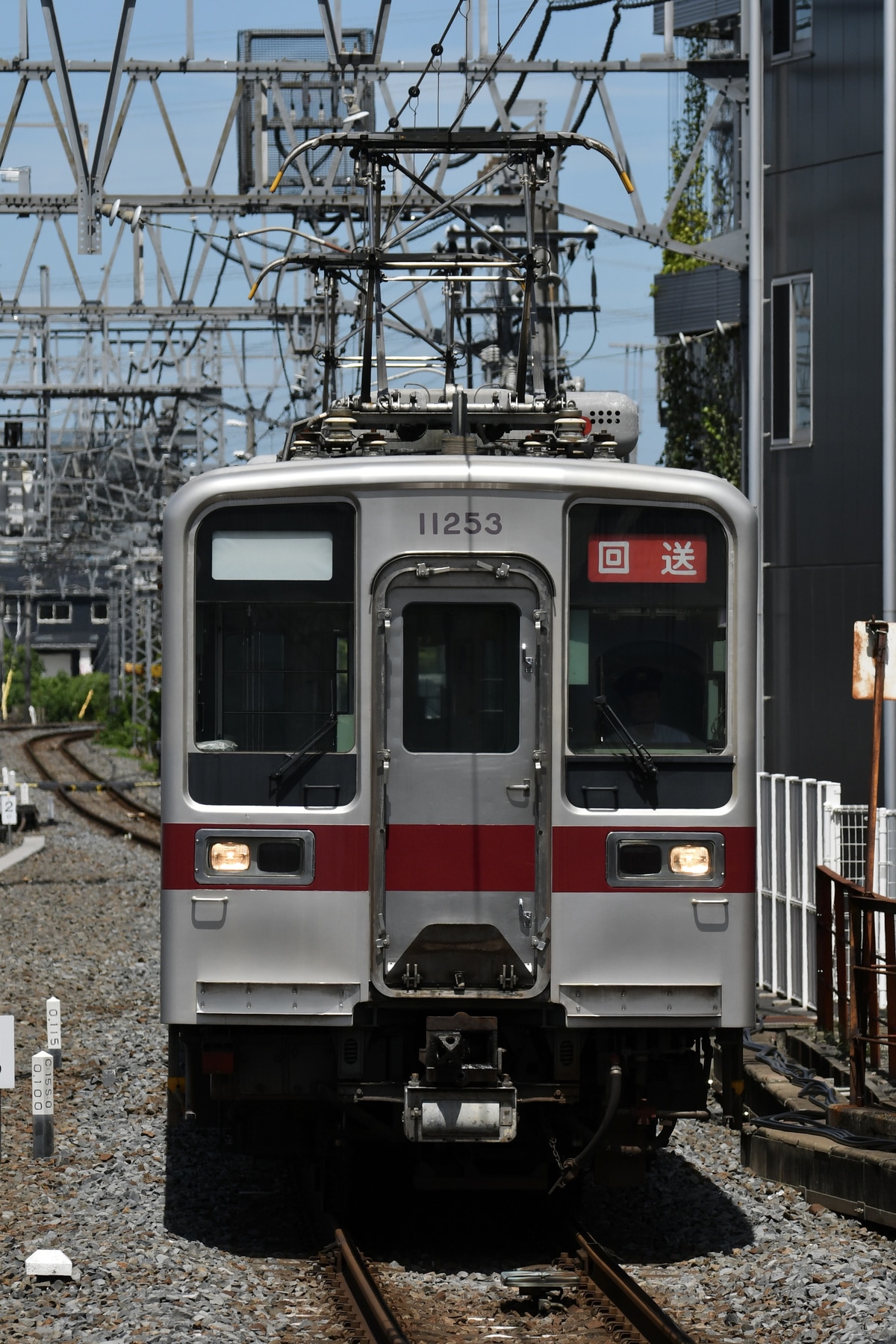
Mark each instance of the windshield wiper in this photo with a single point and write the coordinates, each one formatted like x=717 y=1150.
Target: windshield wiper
x=644 y=762
x=304 y=752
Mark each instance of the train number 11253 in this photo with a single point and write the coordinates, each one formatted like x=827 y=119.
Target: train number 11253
x=454 y=524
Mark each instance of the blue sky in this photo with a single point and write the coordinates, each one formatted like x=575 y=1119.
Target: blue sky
x=644 y=105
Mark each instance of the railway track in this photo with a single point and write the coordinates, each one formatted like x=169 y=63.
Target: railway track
x=361 y=1298
x=621 y=1310
x=622 y=1301
x=107 y=804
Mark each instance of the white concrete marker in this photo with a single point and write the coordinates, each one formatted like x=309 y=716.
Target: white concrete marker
x=8 y=813
x=54 y=1031
x=31 y=844
x=42 y=1104
x=7 y=1051
x=7 y=1054
x=49 y=1263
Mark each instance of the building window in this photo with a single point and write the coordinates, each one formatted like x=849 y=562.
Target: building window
x=790 y=28
x=54 y=613
x=791 y=361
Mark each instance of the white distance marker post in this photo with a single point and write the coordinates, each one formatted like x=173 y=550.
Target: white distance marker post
x=7 y=1054
x=8 y=812
x=54 y=1031
x=42 y=1104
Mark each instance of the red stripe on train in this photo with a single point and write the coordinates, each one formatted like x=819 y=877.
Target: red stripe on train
x=460 y=859
x=581 y=856
x=433 y=858
x=340 y=856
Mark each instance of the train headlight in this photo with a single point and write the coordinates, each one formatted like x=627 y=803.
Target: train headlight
x=691 y=860
x=228 y=856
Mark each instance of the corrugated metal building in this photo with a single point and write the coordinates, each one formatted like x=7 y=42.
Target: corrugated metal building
x=822 y=393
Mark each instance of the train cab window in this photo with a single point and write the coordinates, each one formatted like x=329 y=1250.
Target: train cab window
x=461 y=678
x=648 y=629
x=274 y=652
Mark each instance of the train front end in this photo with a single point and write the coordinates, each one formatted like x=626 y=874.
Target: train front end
x=458 y=803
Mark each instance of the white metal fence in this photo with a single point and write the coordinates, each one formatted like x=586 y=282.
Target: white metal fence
x=800 y=824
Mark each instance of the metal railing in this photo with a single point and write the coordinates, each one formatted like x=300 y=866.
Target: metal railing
x=855 y=974
x=795 y=830
x=802 y=824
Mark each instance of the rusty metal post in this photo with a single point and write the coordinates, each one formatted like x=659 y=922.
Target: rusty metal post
x=841 y=945
x=864 y=987
x=857 y=1018
x=824 y=952
x=877 y=633
x=889 y=959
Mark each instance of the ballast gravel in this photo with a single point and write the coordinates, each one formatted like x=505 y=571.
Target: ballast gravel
x=183 y=1239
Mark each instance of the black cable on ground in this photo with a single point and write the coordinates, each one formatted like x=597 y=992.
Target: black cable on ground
x=813 y=1088
x=573 y=1166
x=808 y=1122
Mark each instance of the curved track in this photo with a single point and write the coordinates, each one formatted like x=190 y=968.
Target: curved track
x=622 y=1301
x=107 y=804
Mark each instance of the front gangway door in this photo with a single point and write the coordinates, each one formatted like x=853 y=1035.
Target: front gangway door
x=461 y=830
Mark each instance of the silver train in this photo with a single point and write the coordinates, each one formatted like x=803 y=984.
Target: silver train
x=460 y=789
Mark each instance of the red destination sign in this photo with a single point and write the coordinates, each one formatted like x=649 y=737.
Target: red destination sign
x=648 y=559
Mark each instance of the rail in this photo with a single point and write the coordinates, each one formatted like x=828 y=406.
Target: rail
x=366 y=1303
x=625 y=1297
x=850 y=925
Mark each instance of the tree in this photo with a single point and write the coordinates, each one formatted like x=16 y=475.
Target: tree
x=700 y=379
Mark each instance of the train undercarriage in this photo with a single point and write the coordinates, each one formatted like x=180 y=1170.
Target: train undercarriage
x=507 y=1100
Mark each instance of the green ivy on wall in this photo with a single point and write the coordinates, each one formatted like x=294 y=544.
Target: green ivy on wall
x=700 y=379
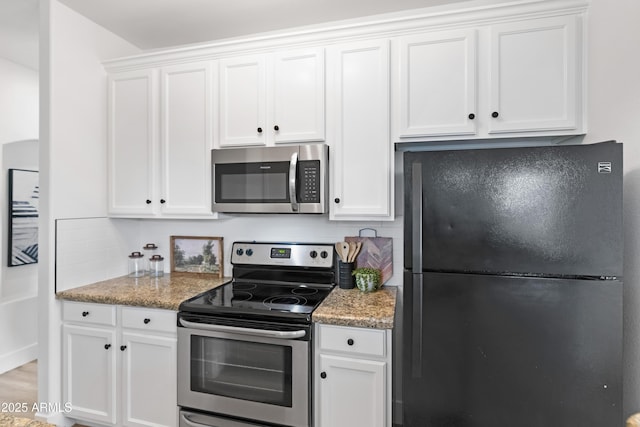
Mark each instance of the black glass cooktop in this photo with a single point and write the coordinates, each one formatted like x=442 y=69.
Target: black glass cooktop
x=259 y=300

Try it – Your reply should consist of the data, transcribed exactly, and should hold no pictures.

Result of the exercise –
Mark each instance of the windshield wiper in this photo with a single point and write the coordinates, each one formatted like x=717 y=1150.
Target: windshield wiper
x=644 y=762
x=304 y=752
Mark each instance of the train number 11253 in this photo with a single point and write the coordinates, each one formatted like x=827 y=119.
Target: train number 11253
x=454 y=524
Mark each instance of the blue sky in this photo with a single point and write the coordinates, each one formatted like x=575 y=1119.
Target: blue sky
x=644 y=105
Mark each instance of the railway track in this photo with a single point and write the coordinates, each one formatted like x=169 y=63.
Target: railway track
x=361 y=1298
x=621 y=1310
x=622 y=1301
x=107 y=804
Mark each instance of the white concrete marker in this photo with a single point and write the coordinates, each one formatted like x=309 y=716.
Target: white concrete marker
x=8 y=813
x=54 y=1031
x=31 y=844
x=42 y=1104
x=7 y=1051
x=7 y=1054
x=49 y=1263
Mark each instance of the building window in this photo with a single point and write the coordinates, each one formatted like x=849 y=562.
Target: building window
x=790 y=28
x=54 y=613
x=791 y=361
Mark each instance of the white distance marker post in this photo with a single point and write the coordinates, each one formatted like x=173 y=550.
Target: white distance marker post
x=7 y=1054
x=8 y=812
x=54 y=1031
x=42 y=1104
Mark each instance of the red stripe on train in this photo with a single point and write the coordinates, each one formatted like x=819 y=877.
Target: red stripe on train
x=460 y=859
x=581 y=856
x=433 y=858
x=340 y=856
Mark each instance of the train headlight in this photo with a single point and write the coordinates, each one formatted like x=627 y=803.
Target: train headlight
x=691 y=860
x=228 y=856
Mark each instance of the corrugated metal building in this photo with a single point and write the coordinates, each one formatted like x=7 y=42.
Target: corrugated metal building
x=822 y=393
Mark each instance of the train cab window in this photo with a single point and write the coordinates, each one formatted like x=329 y=1250.
Target: train cab window
x=461 y=678
x=648 y=629
x=274 y=652
Mark each instance of the train front end in this photo with a single point and write the coordinates, each one formatted like x=626 y=874.
Target: train front end
x=458 y=803
Mark each instance of the white metal fence in this photo with a single point and write the coordinates, each one formatted like x=586 y=282.
Target: white metal fence
x=800 y=824
Mark each instance of the metal railing in this photo with a single point and write the coordinates, each one formatted like x=300 y=866.
Target: metal railing
x=855 y=974
x=795 y=830
x=802 y=824
Mark each instance of the rusty metal post in this photo with a single point and write the coordinates, each one formatted like x=659 y=922.
Target: rusty metal post
x=841 y=945
x=864 y=987
x=857 y=1018
x=824 y=952
x=877 y=633
x=889 y=959
Mark each instance of the ballast gravel in this photo with a single point and write the coordinates, each one formatted like x=505 y=571.
Target: ballast gravel
x=183 y=1239
Mark each instance of the black cable on ground in this photo with a single point and write the coordinates, each one formatted like x=597 y=992.
Target: black cable on ground
x=813 y=1088
x=573 y=1166
x=808 y=1122
Mark each instance of the curved track in this photo with a single point and write the coordinates, each one formatted like x=190 y=968.
Target: curved track
x=622 y=1301
x=107 y=804
Mark each instance of the front gangway door in this photo with a single point and write the coordinates, each one formatted like x=853 y=1035.
Target: front gangway door
x=461 y=830
Mark each instance of the silver train in this photo with a single point and write the coordinates, each one formatted like x=803 y=984.
Target: silver train
x=460 y=789
Mark each instance of the red destination sign in this photo with a single point and write the coordinates, each one formatted like x=649 y=737.
Target: red destination sign
x=648 y=559
Mark each instance of the rail in this photo with a single point and write the coordinates, each one formatted like x=828 y=406.
Target: rail
x=366 y=1303
x=625 y=1297
x=850 y=925
Mark each instance of the tree in this photo with a single point and write the coordinates, each one formatted like x=16 y=475.
Target: tree
x=700 y=379
Mark each instance of the train undercarriage in this photo with a single point and write the coordinates, each one formatted like x=180 y=1170.
Target: train undercarriage
x=507 y=1100
Mark each instance of the green ivy on wall in this photo with a single point and write the coordinates, each one formatted like x=294 y=544.
Target: green ivy on wall
x=700 y=379
Mark each instance of the black glass cooktop in this photo with a single point and write the coordinates, each one formatted like x=442 y=69.
Target: black glass cooktop
x=259 y=300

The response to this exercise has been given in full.